Extrait fourni -

Cette faiblesse, normale et inévitable au
début, est déjà corrigée. Après la période où il
se contentait de lancer uniquement des mots d'ordres de résistance à l'impérialisme, on
a assisté ensuite à une réelle apparition du F.L.N. sur le plan de la lutte politique.
Ce redressement fut marqué par la grève
d'anniversaire du 10. novembre 1956, considérée comme l'événement décisif, tant par
son aspect spectaculaire et positif que par son caractère profond, preuve de la
prise en main de toutes les couches de la population.
Jamais, de mémoire d'Algérien, aucune
organisation politique n'avait obtenu une grève aussi
grandiose dans les villes et villages du pays.
D'autre part, le succès de la non-coopération politique
lancée par le F.L.N. est non moins probant. La cascade
de démissions des élus
patriotes suivie de celles des élus administratifs ont
imposé au gouvernement français la non-prorogation du mandat des députés du Palais Bourbon, la
dissolution de I'Assemblée algérienne. Les conseils généraux et municipaux et les djemaas ont disparu, vide accentué et amplifié par la démission de nombreux fonctionnaires et auxiliaires de l'autorité coloniale, caïds, chefs de
fraction, gardes champêtres. Faute de candidatures ou de
remplaçants, l'administration française est disloquée; son armature
considérée comme
insuffisante ne trouve aucun appui parmi le peuple; dans presque toutes les régions elle coéxiste avec l'autorité du F.L.N.
Cette lente mais profonde désagrégation de l'administration française a permis la naissance puis le développement
d'une dualité de pouvoir. Déjà fonctionne une administration révolutionnaire avec des djemaas clandestines et des organismes
s'occupant du ravitaillement, de la percéption d'impôts, de la justice, du recrutement de moudjahidines, des services de
securité et de renseignements. L'administration du
F.L.N. prendra un nouveau virage avec l'institution des assemblées du peuple qui seront élues par
les populations rurales avant le deuxième anniversaire
de notre révolution.

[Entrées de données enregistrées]
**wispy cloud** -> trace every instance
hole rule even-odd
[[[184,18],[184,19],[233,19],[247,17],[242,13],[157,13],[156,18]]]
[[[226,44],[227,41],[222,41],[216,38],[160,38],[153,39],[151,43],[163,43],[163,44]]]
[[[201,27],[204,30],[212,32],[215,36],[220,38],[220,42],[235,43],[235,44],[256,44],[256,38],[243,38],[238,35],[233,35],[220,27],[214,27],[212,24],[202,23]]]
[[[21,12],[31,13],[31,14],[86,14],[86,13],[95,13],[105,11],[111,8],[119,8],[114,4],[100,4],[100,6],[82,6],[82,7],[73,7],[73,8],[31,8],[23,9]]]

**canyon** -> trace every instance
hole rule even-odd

==

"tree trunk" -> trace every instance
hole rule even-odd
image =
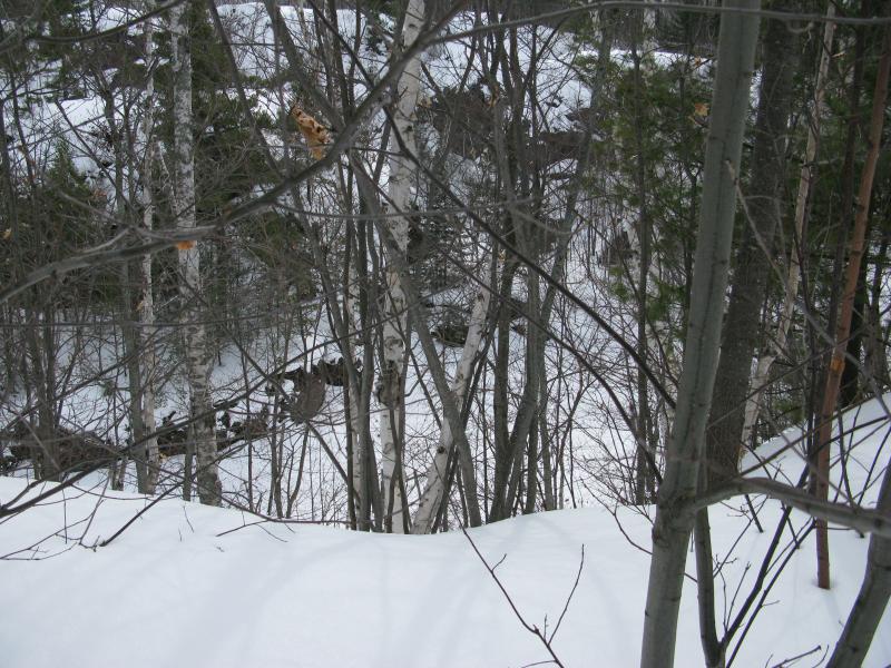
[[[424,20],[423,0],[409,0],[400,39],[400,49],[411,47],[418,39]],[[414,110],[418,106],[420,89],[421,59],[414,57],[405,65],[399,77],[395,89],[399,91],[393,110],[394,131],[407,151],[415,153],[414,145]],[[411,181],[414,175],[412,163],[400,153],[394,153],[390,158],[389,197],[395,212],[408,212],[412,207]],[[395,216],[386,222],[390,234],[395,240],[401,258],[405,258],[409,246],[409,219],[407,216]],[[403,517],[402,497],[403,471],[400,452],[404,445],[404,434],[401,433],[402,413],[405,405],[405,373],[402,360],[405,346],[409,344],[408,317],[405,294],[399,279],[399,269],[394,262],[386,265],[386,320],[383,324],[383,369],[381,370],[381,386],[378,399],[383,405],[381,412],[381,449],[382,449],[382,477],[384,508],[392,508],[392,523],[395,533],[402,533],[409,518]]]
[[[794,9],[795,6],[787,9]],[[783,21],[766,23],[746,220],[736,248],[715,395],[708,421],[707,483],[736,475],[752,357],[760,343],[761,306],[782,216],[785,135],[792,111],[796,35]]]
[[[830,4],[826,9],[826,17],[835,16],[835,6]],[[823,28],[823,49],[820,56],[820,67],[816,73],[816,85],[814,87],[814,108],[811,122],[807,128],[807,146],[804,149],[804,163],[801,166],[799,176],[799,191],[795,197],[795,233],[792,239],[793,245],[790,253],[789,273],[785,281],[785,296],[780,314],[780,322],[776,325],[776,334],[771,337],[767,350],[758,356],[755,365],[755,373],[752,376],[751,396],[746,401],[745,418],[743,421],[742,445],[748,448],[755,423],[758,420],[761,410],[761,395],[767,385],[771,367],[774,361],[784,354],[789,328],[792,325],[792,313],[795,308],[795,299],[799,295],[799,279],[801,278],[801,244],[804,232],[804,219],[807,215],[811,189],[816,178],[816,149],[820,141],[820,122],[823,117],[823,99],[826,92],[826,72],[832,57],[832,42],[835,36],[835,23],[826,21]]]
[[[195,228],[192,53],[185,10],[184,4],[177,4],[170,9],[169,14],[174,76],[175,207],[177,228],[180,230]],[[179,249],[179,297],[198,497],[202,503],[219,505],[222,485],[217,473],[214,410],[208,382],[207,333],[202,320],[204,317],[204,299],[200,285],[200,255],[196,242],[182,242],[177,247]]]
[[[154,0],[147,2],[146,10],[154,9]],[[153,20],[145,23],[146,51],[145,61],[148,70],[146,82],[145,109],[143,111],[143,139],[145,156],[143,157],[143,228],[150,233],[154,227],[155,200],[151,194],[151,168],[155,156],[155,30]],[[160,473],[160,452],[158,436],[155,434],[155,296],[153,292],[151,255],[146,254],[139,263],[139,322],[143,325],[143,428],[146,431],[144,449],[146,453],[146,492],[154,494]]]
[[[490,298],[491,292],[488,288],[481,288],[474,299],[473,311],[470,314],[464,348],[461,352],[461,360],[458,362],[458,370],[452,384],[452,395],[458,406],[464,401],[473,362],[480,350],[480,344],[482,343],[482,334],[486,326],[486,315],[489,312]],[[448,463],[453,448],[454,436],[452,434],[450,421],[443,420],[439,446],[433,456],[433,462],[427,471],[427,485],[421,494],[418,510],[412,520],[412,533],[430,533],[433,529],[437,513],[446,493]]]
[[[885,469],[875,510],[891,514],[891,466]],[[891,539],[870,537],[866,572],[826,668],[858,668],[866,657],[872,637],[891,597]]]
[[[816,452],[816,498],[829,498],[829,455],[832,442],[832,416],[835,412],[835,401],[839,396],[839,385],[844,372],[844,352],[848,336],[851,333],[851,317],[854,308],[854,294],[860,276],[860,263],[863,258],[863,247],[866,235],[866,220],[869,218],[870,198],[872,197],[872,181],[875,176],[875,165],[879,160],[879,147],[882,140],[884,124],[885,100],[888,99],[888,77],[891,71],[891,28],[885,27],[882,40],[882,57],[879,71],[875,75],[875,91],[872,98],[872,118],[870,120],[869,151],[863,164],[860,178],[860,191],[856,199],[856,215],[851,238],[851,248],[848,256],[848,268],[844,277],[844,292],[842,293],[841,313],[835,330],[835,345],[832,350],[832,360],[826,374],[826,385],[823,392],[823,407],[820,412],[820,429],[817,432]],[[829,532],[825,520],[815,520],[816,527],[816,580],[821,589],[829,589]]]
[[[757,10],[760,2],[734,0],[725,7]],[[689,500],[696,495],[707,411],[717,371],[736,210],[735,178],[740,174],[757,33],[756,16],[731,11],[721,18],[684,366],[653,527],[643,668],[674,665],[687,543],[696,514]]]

Consigne - Pouvez-vous poursuivre l'extrait sur le recul de l'administration française face au F.L.N. à partir de sa dernière phrase ? Ces données n'ont aucun rôle ici.

Réponse ci-dessous -
Le sens politique du F.L.N. s'est vérifié
d'une facon éclatante par l'adhésion massive des paysans pour lesquels la conquête de
l'indépendance nationale signifie en même temps la réforme agraire qui leur assurera la
possession des terres qu'ils fécondent de leur labeur.
Cela
se traduit par l'éclosion d'un climat insurrectionnel qui s'est étendu avec rapidité et
une forme variée à tout le pays.
La
présence d'éléments citadins, politiquement mûrs et expérimentés, sous la direction
lucide du F.L.N., a permis la politisation des régions retardataires. L'apport des
étudiantes et étudiants a été d'une grande utilité, notamment dans les domaines
politique, administratif et sanitaire.
Ce
qui est certain, c'est que la Révolution algérienne vient de dépasser avec honneur une
première étape historique.
C'est
une réalite vivante ayant triomphé du pari stupide du colonialisme français prétendant
la détruire en quelques mois.
C'est
une révolution organisée et non une révolte anarchique.
C'est
une lutte nationale pour détruire le régime anarchique de la colonisation et non une
guerre religieuse. C'est une marche en avant dans le sens historique de l'humanité et non
un retour vers le féodalisme.
C'est
enfin la lutte pour la renaissance d'un État algérien sous la forme d'une République
démocratique et sociale et non la restauration d'une monarchic ou d'une théocratie
révolues.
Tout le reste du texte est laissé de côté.